Activity
Would you please repeat exactly the lines from the one containing "Camera-trap tally: mark every instance of the wrinkled" to the end of the records, both included, and leave out the rest?

━━━ Provided material ━━━

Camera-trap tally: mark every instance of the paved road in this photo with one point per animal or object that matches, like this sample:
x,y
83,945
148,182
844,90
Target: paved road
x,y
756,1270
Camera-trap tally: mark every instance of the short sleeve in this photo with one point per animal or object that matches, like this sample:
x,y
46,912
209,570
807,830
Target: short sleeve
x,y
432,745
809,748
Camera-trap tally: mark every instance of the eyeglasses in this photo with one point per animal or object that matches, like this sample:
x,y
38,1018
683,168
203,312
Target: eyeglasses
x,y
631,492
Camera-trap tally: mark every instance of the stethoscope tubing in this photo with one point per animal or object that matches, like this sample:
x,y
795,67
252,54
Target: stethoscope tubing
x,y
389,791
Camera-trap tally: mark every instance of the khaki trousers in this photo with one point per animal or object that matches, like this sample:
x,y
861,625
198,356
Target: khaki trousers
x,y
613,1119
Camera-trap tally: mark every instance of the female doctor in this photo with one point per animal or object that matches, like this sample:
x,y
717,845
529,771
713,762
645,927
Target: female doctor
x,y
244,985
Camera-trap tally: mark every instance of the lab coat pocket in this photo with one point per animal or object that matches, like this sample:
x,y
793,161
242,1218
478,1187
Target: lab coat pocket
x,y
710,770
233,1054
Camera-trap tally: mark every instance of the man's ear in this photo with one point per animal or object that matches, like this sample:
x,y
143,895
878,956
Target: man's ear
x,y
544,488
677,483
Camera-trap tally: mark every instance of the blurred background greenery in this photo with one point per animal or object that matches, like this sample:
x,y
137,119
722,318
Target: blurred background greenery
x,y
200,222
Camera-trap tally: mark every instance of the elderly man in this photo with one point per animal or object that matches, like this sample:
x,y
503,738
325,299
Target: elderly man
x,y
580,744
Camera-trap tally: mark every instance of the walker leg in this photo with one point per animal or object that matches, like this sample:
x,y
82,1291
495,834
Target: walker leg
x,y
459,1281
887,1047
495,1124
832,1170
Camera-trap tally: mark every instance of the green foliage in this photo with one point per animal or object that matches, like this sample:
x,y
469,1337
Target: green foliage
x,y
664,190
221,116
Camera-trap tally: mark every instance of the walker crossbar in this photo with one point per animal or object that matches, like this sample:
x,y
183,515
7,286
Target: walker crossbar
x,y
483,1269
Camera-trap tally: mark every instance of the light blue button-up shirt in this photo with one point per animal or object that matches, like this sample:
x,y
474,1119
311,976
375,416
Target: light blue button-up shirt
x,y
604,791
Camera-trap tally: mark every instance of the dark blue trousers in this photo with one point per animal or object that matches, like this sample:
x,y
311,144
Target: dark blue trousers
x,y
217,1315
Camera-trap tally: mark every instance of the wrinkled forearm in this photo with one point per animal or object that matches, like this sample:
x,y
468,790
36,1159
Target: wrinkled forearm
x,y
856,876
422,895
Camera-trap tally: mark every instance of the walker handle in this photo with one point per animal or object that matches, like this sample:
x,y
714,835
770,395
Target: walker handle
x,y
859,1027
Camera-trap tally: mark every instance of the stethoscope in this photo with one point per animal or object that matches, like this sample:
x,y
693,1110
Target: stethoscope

━━━

Answer box
Camera-trap tally: mark every instance of the wrinkled forearm in this photo with one point per animal or object that matches, like this sample:
x,y
468,790
36,1159
Target: wrinkled forearm
x,y
856,876
422,895
Camera-trap tally: mark every instance of the walker handle in this photo with one point per animal or object that matches, like this sample:
x,y
714,835
770,395
Target: walker handle
x,y
859,1027
Camera-trap tally: mark every instance of the stethoscope in this photo with one point per animal or object that matches, like this sample:
x,y
693,1110
Target: stethoscope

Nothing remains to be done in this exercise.